Tasks to complete:
1. In the passage on lithium-ion battery safety, why can an inactive battery be made safer with methods that differ from those used for an active one? Answer in one to three sentences.
2. According to the passage on lithium-ion battery safety, large battery packs above what voltage carry a risk of shorting and severe injury during assembly?
Passage below:
Improving the safety of lithium-ion batteries has become an increasingly important issue in recent years due to a number of fires and other events including fires aboard airplanes, fires at storage facilities, and personal electronics fires. When in an inactive state, the safety of lithium ion batteries can be improved with methods unique from when the battery is in an active state due the battery not requiring stored energy to perform a task. Namely, completely discharging the cells of an inactive battery to a near zero volt state with an applied resistor can bring a number of safety advantages; 1) no rapid discharge from an internal/external short that can spark thermal runaway, 2) elimination of battery shorting and severe injury risk when assembling large battery packs with voltage >50 V, 3) low-risk, onboard storage of delayed-deployment batteries for aerospace missions, 4) inert battery for insertion of implantable medical devices and 5) enabling formulation of succinct, enforceable and comprehensive regulations for shipping and storing lithium-ion batteries. If lithium-ion batteries can be fabricated to tolerate a near zero volt state without performance loss they can also have improved general overdischarge tolerance, which can lend itself to several advantages beyond safety such as 1) dead-bus recovery, 2) recovery of difficult to access cells such as those in medical implants, 3) asset loss-prevention due to inadvertent overdischarge during storage, and 4) decrease in maintenance requirements for stored cells.
End of Passage.
Provided data below:
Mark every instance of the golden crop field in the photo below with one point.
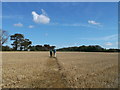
End of Provided data.
Expected responses:
1. An inactive battery does not need stored energy to perform a task. Its cells can therefore be completely discharged to a near zero volt state with an applied resistor.

2. Above 50 V.